Input material –
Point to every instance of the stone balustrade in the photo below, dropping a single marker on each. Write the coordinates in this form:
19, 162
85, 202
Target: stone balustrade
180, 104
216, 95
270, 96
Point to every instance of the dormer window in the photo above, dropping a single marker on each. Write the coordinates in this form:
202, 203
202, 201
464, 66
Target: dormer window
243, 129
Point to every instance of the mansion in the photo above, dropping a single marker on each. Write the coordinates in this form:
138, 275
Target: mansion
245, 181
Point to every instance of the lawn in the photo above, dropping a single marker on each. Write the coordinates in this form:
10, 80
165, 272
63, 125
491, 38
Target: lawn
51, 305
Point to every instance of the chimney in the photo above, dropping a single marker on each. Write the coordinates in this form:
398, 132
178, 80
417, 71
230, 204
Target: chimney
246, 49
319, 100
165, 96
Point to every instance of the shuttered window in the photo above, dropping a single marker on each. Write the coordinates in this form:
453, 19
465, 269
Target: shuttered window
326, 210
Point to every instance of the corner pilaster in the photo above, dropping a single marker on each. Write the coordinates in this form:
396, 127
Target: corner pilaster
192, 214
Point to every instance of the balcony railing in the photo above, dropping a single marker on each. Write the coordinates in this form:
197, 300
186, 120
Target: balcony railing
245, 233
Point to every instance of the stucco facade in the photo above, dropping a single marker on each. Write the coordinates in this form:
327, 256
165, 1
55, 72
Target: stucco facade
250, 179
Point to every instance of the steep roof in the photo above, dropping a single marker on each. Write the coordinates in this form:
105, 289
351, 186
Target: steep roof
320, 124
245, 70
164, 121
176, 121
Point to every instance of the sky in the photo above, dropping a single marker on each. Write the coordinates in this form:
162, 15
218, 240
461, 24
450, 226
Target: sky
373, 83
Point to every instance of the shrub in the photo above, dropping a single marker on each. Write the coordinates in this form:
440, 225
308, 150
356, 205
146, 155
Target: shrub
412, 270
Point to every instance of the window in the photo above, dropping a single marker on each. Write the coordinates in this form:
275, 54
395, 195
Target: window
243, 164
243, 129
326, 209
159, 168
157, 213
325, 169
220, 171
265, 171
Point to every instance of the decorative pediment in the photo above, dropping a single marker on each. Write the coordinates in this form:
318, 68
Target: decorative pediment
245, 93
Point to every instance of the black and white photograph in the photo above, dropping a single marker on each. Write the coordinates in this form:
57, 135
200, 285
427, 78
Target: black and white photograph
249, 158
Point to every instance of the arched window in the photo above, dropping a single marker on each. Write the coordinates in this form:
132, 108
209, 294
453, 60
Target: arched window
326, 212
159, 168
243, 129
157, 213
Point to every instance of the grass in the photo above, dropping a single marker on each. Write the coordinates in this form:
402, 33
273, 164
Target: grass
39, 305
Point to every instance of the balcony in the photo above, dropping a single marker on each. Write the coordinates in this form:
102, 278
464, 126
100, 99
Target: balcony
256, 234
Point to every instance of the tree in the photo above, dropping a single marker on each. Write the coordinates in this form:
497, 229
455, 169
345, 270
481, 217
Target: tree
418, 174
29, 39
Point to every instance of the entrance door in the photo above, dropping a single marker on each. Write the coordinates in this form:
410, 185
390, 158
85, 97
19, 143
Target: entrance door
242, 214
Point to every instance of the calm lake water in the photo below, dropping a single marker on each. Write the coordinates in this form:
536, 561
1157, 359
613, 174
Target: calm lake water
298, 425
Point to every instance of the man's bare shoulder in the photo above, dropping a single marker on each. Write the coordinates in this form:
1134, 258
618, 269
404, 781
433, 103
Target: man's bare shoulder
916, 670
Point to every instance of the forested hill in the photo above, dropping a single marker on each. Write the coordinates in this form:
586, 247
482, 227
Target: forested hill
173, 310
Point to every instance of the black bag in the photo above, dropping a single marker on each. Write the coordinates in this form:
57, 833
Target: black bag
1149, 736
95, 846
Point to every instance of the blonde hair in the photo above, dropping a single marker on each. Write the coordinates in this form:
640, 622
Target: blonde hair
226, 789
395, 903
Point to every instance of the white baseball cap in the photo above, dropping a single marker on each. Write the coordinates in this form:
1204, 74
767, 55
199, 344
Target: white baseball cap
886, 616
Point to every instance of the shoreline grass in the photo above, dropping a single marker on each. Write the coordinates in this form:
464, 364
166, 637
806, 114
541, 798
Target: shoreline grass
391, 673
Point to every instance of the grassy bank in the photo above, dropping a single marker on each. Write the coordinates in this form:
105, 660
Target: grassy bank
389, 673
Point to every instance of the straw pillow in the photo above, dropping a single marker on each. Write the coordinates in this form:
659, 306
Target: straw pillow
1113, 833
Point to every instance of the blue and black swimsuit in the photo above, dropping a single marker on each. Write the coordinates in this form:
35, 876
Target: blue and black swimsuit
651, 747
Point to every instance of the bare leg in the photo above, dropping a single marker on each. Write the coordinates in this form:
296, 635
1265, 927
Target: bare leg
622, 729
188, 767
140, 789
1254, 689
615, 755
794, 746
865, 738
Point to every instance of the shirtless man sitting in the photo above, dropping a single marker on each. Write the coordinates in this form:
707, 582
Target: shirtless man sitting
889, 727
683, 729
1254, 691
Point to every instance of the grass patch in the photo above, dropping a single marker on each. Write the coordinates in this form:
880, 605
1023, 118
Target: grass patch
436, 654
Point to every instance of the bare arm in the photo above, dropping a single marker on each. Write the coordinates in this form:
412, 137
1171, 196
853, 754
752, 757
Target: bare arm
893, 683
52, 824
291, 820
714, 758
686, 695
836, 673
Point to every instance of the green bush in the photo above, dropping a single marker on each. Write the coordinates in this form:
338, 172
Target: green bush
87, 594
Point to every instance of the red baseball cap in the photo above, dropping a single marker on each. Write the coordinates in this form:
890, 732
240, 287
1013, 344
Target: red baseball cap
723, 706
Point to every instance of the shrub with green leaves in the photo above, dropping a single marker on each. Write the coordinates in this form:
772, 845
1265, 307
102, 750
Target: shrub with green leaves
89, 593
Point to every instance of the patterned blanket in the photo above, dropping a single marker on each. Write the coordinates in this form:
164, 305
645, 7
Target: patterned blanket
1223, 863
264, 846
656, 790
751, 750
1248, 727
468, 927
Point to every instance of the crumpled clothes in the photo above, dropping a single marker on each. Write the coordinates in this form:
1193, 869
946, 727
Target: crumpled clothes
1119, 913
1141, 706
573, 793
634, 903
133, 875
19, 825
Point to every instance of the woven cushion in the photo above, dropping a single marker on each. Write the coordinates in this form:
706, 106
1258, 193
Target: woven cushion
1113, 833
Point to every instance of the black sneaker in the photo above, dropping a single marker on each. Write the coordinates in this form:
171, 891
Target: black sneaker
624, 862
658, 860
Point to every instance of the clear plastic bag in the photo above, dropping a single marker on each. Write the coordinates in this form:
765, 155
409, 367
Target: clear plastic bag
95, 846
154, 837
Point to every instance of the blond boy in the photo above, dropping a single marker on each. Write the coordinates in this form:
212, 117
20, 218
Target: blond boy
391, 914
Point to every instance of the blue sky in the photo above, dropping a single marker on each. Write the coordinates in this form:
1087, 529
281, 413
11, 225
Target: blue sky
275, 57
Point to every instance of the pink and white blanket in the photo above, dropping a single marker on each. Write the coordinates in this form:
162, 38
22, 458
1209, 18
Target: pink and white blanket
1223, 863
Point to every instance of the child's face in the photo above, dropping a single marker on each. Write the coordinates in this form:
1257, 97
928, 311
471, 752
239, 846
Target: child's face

Work order –
A single number, please: the count of lines above that contain the string "face".

Response area –
2